● **YOUR OBJECTIVE**
Would you repeat, exactly as given, the line with "Target: gill cover" and every line after it to the end of the entries?

● **DATA FOR ANALYSIS**
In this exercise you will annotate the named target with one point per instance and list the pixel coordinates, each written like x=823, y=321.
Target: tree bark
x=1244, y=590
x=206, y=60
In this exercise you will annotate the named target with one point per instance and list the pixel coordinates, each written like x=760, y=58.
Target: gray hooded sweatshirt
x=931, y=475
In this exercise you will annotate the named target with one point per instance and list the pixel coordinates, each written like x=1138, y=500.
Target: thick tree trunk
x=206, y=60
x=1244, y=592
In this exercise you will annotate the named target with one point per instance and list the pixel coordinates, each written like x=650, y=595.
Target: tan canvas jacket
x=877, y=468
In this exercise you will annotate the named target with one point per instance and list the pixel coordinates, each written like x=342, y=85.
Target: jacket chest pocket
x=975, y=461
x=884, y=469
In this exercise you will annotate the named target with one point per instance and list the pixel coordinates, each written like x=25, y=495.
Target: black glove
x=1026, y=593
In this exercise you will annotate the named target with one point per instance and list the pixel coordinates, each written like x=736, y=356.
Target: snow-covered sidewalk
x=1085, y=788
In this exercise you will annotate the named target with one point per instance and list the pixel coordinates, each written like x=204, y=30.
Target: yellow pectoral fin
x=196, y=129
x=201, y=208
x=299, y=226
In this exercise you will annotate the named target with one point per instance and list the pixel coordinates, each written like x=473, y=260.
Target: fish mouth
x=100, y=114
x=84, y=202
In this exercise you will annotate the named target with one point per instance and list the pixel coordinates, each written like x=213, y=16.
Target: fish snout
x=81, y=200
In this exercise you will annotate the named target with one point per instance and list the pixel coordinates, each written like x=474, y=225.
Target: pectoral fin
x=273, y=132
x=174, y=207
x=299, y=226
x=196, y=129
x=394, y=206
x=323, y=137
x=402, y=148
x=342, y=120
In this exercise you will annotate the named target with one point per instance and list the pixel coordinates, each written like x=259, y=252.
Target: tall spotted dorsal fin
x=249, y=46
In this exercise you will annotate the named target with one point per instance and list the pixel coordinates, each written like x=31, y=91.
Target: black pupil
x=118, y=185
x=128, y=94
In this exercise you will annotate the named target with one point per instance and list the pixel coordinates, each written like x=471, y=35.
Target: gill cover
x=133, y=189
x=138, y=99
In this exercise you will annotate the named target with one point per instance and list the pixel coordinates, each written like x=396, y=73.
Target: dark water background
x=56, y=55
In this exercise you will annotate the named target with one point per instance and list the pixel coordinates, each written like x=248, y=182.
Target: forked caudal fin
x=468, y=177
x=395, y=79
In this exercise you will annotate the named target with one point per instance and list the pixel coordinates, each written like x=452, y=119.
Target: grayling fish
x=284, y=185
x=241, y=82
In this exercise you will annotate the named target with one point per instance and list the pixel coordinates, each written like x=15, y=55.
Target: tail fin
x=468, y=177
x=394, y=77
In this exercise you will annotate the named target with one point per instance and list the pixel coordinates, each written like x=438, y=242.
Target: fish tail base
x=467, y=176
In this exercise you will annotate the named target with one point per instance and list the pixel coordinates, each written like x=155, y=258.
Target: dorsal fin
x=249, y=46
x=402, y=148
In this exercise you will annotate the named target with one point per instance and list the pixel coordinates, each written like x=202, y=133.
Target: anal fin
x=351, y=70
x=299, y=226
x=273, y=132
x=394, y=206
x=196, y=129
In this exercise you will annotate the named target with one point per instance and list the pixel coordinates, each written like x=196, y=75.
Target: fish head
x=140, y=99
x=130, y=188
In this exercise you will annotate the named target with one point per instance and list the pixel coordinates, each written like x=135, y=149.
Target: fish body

● **RESPONSE AREA**
Target: gill cover
x=133, y=189
x=138, y=99
In this exercise you will annotate the named target with one point per instance and list the pixel coordinates, each written like x=396, y=73.
Target: dark water background
x=56, y=55
In this exercise you will annotate the named target with one point per instance and list the pixel coordinates, each written like x=248, y=182.
Target: forked caudal fin
x=468, y=177
x=395, y=79
In this exercise you will annotate the named target with one point per instance and list the pixel coordinates, each written like x=452, y=119.
Target: grayling fish
x=284, y=185
x=241, y=82
In this exercise you will annotate the named target with one point per instance and list the pixel coordinates, each written like x=15, y=55.
Target: tail fin
x=468, y=177
x=394, y=77
In this exercise you will annotate the named target with one point per instance and list the pixel coordinates, each written like x=438, y=242.
Target: fish tail base
x=467, y=176
In this exercise you will annotate the named target with one point per instance and list the pixel coordinates, each written like x=155, y=258.
Target: dorsal fin
x=249, y=46
x=402, y=148
In this exercise you will annotate the named target with one point per instance and list the pixel coordinates, each written like x=202, y=133.
Target: anal fin
x=351, y=70
x=299, y=226
x=273, y=132
x=394, y=206
x=196, y=129
In this exercise you will annotate the named target with one point per instance and list the pixel coordinates, each written like x=196, y=75.
Target: fish head
x=140, y=99
x=130, y=188
In this exercise you will annotate the named target with one point per instance and list the pixel coordinates, each written like x=135, y=149.
Target: fish body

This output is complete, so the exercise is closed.